◆ TEXT SECTION ◆
========================================================================

Located in the Black Hills of South Dakota, this colossal monument was the brainchild of state historian Doane Robinson, who conceived of the mountain carving in 1924 as a way to draw people from all over America to his state.

Mount Rushmore National Memorial © Rex Vogel, all rights reserve

Mount Rushmore symbolizes the ideals of freedom, democracy, and the American dream in the four 60-foot granite faces. This mountain carving of Presidents George Washington, Thomas Jefferson, Theodore Roosevelt, and Abraham Lincoln draws over two million visitors a year (2,431,231 in 2016). It is both a spectacular site and a man-made wonder.

Mount Rushmore National Memorial © Rex Vogel, all rights reserve

The first blast on the mountain occurred in 1927. Under the direction of sculptor Gutzon Borglum, 400 men and women worked through hot summers and cold winters to create the 60-foot faces, nearly 500 feet up the side of the mountain.

========================================================================

◆ DATASET CONTENT ◆
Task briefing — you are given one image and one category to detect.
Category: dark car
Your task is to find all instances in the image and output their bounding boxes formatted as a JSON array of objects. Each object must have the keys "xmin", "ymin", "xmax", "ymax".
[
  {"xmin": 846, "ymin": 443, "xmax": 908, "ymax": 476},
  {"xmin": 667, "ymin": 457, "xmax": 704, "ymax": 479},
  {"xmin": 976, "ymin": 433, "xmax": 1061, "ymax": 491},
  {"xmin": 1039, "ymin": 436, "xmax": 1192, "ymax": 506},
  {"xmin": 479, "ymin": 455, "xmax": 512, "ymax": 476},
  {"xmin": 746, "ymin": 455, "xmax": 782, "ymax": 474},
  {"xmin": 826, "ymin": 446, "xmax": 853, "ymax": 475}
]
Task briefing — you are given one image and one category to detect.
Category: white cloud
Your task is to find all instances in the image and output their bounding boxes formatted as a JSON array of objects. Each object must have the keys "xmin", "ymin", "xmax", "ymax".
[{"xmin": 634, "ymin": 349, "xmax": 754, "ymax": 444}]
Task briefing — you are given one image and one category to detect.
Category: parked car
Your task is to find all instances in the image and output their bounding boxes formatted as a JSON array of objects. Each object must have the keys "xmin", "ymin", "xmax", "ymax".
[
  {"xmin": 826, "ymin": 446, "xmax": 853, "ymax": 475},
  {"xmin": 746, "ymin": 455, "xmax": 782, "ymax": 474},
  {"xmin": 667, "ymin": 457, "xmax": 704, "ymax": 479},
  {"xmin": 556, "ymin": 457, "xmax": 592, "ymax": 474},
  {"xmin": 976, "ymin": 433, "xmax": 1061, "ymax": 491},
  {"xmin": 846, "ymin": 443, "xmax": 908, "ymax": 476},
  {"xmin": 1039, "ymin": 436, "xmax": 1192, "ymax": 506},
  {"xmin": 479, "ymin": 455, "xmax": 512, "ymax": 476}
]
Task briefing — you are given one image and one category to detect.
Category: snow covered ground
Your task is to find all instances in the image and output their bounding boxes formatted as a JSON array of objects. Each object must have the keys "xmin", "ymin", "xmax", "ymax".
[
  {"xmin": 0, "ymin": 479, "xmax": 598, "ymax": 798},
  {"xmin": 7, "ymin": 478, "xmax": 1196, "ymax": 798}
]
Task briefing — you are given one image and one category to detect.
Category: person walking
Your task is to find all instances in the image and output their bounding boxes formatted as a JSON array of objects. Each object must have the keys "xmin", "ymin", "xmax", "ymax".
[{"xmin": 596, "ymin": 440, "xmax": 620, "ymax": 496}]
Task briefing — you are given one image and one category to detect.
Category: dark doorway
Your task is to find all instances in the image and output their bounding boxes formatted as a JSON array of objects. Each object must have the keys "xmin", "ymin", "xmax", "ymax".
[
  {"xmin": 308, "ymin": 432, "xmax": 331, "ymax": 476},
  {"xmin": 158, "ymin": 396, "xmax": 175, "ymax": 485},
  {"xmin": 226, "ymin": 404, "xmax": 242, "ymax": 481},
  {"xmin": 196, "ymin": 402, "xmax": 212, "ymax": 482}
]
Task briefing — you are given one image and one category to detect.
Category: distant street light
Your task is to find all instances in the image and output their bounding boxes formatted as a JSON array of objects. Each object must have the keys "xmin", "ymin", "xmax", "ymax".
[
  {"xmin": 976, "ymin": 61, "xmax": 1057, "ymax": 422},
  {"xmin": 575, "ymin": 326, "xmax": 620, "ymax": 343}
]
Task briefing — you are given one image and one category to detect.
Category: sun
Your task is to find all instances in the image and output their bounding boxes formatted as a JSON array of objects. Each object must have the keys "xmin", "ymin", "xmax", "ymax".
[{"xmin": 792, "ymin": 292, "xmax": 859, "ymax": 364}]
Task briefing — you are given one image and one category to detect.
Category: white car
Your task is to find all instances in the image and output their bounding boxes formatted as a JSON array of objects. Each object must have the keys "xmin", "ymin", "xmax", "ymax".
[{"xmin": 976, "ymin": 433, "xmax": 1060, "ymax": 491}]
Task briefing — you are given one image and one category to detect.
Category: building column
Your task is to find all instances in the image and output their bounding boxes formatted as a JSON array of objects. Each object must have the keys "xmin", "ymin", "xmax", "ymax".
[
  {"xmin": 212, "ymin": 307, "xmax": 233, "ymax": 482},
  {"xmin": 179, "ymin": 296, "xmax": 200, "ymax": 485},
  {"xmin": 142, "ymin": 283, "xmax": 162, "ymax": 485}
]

========================================================================

◆ WORK TO COMPLETE ◆
1. According to the passage on Mount Rushmore, in what year did Doane Robinson conceive of the mountain carving?
2. Write out everything in the passage on Mount Rushmore from "The first blast" down to "of the mountain.", renaming "sculptor" to "artist".
Answer using only the passage on Mount Rushmore.

◆ RESPONSES PER TASK ◆
1. He conceived of it in 1924.

2.
The first blast on the mountain occurred in 1927. Under the direction of artist Gutzon Borglum, 400 men and women worked through hot summers and cold winters to create the 60-foot faces, nearly 500 feet up the side of the mountain.